[BEGIN STORED ROWS]

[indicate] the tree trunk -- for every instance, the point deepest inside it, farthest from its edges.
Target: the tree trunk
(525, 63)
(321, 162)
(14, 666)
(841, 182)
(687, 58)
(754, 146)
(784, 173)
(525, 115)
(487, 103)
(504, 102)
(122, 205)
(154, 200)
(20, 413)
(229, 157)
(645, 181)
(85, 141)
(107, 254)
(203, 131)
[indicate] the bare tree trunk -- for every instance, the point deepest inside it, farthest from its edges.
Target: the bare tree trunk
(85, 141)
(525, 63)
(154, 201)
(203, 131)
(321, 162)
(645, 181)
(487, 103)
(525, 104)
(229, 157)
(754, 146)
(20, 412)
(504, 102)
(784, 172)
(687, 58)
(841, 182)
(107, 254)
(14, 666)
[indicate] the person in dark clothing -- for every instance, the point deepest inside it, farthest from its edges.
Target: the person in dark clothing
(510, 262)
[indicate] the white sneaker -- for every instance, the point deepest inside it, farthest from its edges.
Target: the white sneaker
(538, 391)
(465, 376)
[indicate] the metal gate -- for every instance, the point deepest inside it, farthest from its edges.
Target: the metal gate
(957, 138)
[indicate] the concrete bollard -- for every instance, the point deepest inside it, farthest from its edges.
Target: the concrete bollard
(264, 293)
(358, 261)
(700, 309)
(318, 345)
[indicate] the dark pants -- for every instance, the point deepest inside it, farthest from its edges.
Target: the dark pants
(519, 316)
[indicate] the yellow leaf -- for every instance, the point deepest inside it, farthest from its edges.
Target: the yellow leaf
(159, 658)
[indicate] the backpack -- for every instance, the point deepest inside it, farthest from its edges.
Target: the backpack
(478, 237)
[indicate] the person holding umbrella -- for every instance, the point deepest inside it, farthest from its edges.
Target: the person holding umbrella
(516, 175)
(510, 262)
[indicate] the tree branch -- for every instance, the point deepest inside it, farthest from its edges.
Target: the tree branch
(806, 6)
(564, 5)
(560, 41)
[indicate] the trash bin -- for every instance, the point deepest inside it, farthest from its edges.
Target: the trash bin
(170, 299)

[END STORED ROWS]

Copy out all of the records above, keeping every line character for character the same.

[indicate] the tree trunk -- for every instance, the point deepest inside it, farthest from its edges.
Target: the tree trunk
(525, 63)
(321, 162)
(14, 666)
(841, 182)
(687, 58)
(754, 146)
(784, 173)
(525, 115)
(487, 103)
(504, 102)
(122, 205)
(154, 200)
(20, 413)
(229, 157)
(645, 181)
(85, 141)
(107, 254)
(203, 131)
[indicate] the bare tree trunk -- for every instance, the point deepest inside it, farthest from its edges.
Target: the bare tree trunk
(85, 141)
(525, 63)
(154, 201)
(203, 131)
(321, 162)
(645, 181)
(487, 103)
(525, 104)
(229, 157)
(754, 146)
(20, 412)
(504, 102)
(784, 172)
(687, 58)
(841, 182)
(107, 254)
(14, 666)
[indicate] the person in dark clothing -- for every instance, the point deepest inside it, farthest from its edges.
Target: the person in dark clothing
(510, 262)
[indicate] the white sneaker -- for every instance, the point deepest inside it, farthest from its edges.
Target: the white sneaker
(538, 391)
(465, 376)
[indicate] the metal gate -- for every instance, the point deepest inside it, farthest from its edges.
Target: the metal gate
(957, 138)
[indicate] the concrete bollard -- for every instance, the point deepest inside it, farthest from its edges.
Target: the concrete bollard
(264, 293)
(358, 261)
(700, 309)
(318, 345)
[indicate] the dark pants -- for every instance, the point deepest inside it, farthest from its edges.
Target: the dark pants
(519, 316)
[indicate] the yellow leaf -- for every instance, the point deepest inside it, farthest from its edges.
Target: the yellow leaf
(159, 658)
[indicate] the backpack -- for every instance, the point deepest inside it, farthest from its edges.
Target: the backpack
(478, 237)
[indicate] the person holding umbrella -- for every instance, the point deepest inside it, farthest from its edges.
Target: the person holding umbrella
(516, 175)
(510, 262)
[indicate] the tree branch -- for every instance, the point deepest inside it, farthest from its edges.
Target: the tree branch
(806, 6)
(564, 5)
(560, 41)
[indicate] the trash bin -- for every instance, the point deepest inside it, farthest from its edges.
Target: the trash bin
(170, 299)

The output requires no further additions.